Retype the tail of the data exactly, starting at the line containing "point: work glove" and stopping at the last line.

# START OF DATA ENTRIES

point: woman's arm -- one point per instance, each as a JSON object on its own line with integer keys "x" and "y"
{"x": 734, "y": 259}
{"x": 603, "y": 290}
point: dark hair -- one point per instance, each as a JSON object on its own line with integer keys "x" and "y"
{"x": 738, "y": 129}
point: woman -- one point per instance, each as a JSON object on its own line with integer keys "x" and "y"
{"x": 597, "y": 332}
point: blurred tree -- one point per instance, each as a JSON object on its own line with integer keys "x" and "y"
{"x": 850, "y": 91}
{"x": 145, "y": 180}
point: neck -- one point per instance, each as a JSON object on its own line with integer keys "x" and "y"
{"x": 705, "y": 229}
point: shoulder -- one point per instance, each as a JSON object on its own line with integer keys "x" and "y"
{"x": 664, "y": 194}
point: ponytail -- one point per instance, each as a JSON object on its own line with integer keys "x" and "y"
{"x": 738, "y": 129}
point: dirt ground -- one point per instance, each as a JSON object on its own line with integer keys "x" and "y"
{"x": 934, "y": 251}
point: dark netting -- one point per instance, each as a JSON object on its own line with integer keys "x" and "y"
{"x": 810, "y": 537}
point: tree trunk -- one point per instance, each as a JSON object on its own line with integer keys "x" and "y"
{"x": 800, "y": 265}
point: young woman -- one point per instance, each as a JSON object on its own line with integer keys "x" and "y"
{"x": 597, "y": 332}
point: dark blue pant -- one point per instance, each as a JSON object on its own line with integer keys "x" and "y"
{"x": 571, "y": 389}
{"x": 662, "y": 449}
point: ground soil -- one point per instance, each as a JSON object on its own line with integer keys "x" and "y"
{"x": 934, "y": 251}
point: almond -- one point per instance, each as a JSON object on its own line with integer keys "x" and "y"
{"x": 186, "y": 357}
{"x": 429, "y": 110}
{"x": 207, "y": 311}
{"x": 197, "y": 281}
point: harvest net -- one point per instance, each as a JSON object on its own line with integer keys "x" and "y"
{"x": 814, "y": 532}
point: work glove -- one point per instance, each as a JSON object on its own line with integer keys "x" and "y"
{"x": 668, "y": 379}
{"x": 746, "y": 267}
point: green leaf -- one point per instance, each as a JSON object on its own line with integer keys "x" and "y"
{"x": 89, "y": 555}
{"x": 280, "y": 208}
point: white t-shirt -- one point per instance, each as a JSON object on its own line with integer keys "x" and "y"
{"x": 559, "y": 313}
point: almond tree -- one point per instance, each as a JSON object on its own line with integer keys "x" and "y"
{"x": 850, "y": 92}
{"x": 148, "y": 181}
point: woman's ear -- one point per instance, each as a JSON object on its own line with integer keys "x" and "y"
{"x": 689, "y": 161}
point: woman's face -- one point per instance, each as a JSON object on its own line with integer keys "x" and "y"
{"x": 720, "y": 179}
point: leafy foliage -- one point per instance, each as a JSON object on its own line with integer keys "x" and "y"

# END OF DATA ENTRIES

__THE ANSWER__.
point: work glove -- one point per instance, each as a JSON object on its own line with integer keys "x" and "y"
{"x": 668, "y": 379}
{"x": 746, "y": 267}
point: green leaf -- one point per instance, each as a JSON object on its own line with integer keys "x" and "y"
{"x": 89, "y": 555}
{"x": 280, "y": 208}
point: white t-shirt -- one point per instance, each as a JSON object on its own line with integer keys "x" and "y"
{"x": 559, "y": 313}
point: almond tree -- one point per instance, each as a JSON object on its own line with integer keys "x" and "y"
{"x": 850, "y": 92}
{"x": 148, "y": 181}
point: woman's ear -- one point per instance, each as a JSON object on its own line with integer keys "x" and "y"
{"x": 689, "y": 161}
point: woman's face -- one point per instance, each as a JSON object on its own line with integer keys "x" and "y"
{"x": 720, "y": 179}
point: leafy foliage -- one point per instance, each as a JSON object on its own line with integer keys "x" and "y"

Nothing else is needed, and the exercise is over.